Set exercise
Rewrite each of the rows below with "pixel coordinates" changed to "x and y coordinates" and everything else left as it is. Omit the pictures from your answer.
───── Provided material
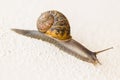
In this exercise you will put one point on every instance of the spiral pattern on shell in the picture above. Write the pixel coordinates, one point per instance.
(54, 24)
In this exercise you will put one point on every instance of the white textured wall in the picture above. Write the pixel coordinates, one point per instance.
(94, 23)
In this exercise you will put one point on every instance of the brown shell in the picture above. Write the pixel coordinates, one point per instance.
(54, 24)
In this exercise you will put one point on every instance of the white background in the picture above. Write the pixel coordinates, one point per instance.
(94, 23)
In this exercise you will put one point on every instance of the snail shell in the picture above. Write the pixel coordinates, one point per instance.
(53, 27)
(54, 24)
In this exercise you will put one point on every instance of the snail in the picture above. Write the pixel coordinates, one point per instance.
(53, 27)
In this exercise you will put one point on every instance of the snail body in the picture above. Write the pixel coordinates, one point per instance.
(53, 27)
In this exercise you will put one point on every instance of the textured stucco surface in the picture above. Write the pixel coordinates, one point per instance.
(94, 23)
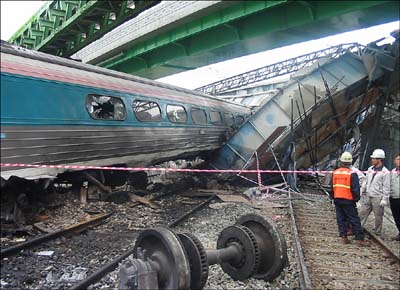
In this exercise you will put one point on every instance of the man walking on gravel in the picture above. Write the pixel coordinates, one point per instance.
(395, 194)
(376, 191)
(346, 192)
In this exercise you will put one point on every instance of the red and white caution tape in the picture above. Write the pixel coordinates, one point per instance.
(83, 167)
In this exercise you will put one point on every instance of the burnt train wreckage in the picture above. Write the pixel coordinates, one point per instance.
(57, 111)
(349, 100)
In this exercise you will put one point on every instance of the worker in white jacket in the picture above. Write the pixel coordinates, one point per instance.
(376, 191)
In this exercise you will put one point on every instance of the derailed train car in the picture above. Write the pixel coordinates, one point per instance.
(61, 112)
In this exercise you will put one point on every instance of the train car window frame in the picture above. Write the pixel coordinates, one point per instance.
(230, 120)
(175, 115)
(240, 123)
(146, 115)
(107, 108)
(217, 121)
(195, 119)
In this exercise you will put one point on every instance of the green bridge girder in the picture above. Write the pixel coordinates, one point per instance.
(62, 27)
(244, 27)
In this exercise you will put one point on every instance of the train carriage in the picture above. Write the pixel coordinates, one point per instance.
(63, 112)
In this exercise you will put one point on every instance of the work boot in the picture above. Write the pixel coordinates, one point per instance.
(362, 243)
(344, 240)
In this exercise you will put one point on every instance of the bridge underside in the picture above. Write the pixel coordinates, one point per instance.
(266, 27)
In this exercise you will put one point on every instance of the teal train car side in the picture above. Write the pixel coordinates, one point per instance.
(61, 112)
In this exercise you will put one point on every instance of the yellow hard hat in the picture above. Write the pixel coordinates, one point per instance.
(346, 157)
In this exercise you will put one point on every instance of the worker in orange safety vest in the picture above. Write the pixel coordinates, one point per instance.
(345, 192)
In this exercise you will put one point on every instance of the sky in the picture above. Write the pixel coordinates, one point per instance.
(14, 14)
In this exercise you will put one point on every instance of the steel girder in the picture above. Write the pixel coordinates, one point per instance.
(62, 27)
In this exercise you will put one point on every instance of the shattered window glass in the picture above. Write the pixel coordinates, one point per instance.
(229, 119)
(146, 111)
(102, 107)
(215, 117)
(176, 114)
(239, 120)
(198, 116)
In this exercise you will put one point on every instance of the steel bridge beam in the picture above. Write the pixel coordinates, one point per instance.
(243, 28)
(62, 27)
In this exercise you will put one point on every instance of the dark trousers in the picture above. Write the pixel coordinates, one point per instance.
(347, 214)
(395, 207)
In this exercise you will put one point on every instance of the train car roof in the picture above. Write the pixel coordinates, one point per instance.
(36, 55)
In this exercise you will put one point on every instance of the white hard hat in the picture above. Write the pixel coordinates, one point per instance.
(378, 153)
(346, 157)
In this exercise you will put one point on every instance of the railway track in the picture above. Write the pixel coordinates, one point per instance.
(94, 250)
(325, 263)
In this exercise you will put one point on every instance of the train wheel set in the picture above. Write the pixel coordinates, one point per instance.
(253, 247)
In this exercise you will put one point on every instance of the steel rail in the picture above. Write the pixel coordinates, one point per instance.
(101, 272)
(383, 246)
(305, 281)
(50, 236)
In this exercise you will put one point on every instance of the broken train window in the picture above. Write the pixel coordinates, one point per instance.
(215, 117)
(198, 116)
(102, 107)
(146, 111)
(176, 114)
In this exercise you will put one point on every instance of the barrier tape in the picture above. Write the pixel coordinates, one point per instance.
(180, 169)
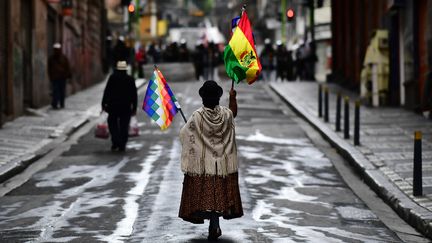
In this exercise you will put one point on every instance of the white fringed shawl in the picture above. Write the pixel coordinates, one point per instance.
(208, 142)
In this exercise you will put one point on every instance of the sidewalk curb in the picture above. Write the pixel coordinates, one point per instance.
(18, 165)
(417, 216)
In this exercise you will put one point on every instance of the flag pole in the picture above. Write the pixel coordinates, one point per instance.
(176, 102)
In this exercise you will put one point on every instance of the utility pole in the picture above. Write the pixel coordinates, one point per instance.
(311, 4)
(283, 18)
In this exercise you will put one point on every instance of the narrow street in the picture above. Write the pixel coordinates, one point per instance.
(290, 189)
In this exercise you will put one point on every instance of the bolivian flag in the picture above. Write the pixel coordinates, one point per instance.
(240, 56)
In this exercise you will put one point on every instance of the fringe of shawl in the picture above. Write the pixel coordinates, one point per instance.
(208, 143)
──────────
Finished answer
In this exercise you will put one point on every instance of the spiral pattern on shell in the picture above. Write the x and y coordinates, one point per instance.
(54, 24)
In this exercise you will put one point on every instance of the white textured wall in the picture above. Write the x and y coordinates, one point per instance.
(94, 23)
In this exercise you will put one point on every instance of the brown shell in the picture above. Write the x and y coordinates, one point per instance.
(54, 24)
In this exercise you will put one point on every instance of the white background in the picture above. Write the x and y coordinates, one point per instance.
(94, 23)
In this exercise you will put one point on every instance of the snail shell in the picture above. Write the x and y coordinates, one point per instance.
(53, 27)
(54, 24)
In this exercise you will put one point on every instance of the snail in the picture above. Write the x and y coordinates, one point per instance.
(53, 27)
In this exercise you will put one point on every instance of the snail body in the picture above. Write the x and y coordinates, one point per instance.
(53, 27)
In this exercise you will put one point on every instance of the textured stucco surface in the picture above. Write the x and y coordinates, one point per instance.
(94, 23)
In this exercise you will put one point on every instance of the man walking on gravel in the picture above. Write the x and y coordinates, one point per instance.
(395, 194)
(376, 191)
(346, 192)
In this exercise you will put one point on every instance of the red and white caution tape in the picture above. Write the x and y coordinates, one point per instance.
(83, 167)
In this exercise you will put one point on every instance of the burnt train wreckage in the picture above. Write the x and y coordinates, one point per instance.
(57, 111)
(349, 100)
In this exercise you will put one point on every instance of the worker in white jacket in the picture above. Write the x and y coordinates, one point per instance.
(376, 191)
In this exercise you will put one point on every instance of the derailed train car in the picture above. Write the x and y coordinates, one point per instance.
(61, 112)
In this exercise you will put one point on every instance of the train car window frame in the picture above. Write the x and y coordinates, one point per instance.
(230, 120)
(175, 115)
(240, 123)
(146, 115)
(107, 108)
(217, 121)
(195, 119)
In this exercise you will put one point on every instance of the green bridge girder in the picture above. Write the x and y coordinates, one point per instance.
(62, 27)
(244, 27)
In this exercise you will put one point on every instance of the train carriage in the picture above. Write the x and y coordinates, one point per instance.
(63, 112)
In this exercise you will put one point on every instance of the work boot in the picture above. Write the x and y coordinates, one point per instance.
(362, 243)
(344, 240)
In this exercise you will put one point on every instance of the bridge underside in the picture above. Write the x and y coordinates, one point per instance.
(266, 27)
In this exercise you will put one point on every instance of the teal train car side in the picture above. Write the x and y coordinates, one point per instance.
(61, 112)
In this exercise you will put one point on every instance of the yellow hard hat in the picture above. Write the x and y coordinates, one point per instance.
(346, 157)
In this exercise you will put one point on every instance of the worker in orange safety vest in the picture above. Write the x and y coordinates, one point per instance.
(345, 192)
In this exercise you will put one point on every instance of the sky in the picture above. Write the x and y coordinates, one point per instance.
(14, 14)
In this exercise you will put one point on every instance of the steel girder in the picture above. Write the x and y coordinates, one point per instance.
(62, 27)
In this exercise you will put one point on every instance of the shattered window glass in the picture above. Write the x and y coordinates, one point per instance.
(229, 119)
(146, 111)
(102, 107)
(215, 117)
(176, 114)
(239, 120)
(198, 116)
In this exercise you will put one point on every instance of the steel bridge beam in the picture above. Write the x and y coordinates, one point per instance.
(243, 28)
(62, 27)
In this exercise you will put one point on every instance of the dark trousers in the picture above. Write the x and y coordinates, one point per instance.
(347, 214)
(395, 207)
In this exercise you will put one point on every instance of the train car roof in the picture above. Write the x and y coordinates, one point per instance.
(36, 55)
In this exercise you will put one point on every instance of the white hard hat in the picture above. Write the x and y coordinates, one point per instance.
(378, 153)
(346, 157)
In this exercise you will put one point on every instance of the railway track in the picture above. Write the x and y coordinates, one point per instance.
(94, 250)
(325, 263)
In this exercise you will put one point on every instance of the train wheel set in the picture above. Write the x and y coordinates, one point per instance.
(253, 247)
In this exercise you will put one point on every instance of the steel rail in the picture above. Write the x and y coordinates, one point per instance.
(101, 272)
(383, 246)
(305, 281)
(50, 236)
In this exercise you will put one point on every instance of the broken train window in the picture above. Write the x and y coordinates, one point per instance.
(215, 117)
(198, 116)
(102, 107)
(146, 111)
(176, 114)
In this exercise you will put one point on every instance of the barrier tape in the picture above. Write the x and y coordinates, one point per instance.
(180, 169)
In this exercise you will put one point on every instance of the white fringed shawl in the picture above. Write the x and y coordinates, one point per instance.
(208, 142)
In this exercise you will put one point on every instance of the sidewalk curb in the picture above. Write the x and y coordinates, one point per instance.
(18, 165)
(417, 216)
In this exercise you will put one point on every instance of the flag pole in the picture above. Write the x and y coordinates, one point per instance.
(176, 102)
In this exercise you will put one point on every instance of the utility pole in the picture above. Write the x and y coordinates, one point per instance.
(311, 4)
(283, 18)
In this exercise you will put one point on every instance of the narrow street in the picture above. Write the x and y coordinates, one point per instance.
(290, 189)
In this exercise you will put one point on every instance of the bolivian flag in the picture above. Write the x and y coordinates, one point per instance.
(240, 56)
In this exercise you will put one point on every instance of the fringe of shawl in the picture above. Write the x and y coordinates, one point per instance.
(208, 143)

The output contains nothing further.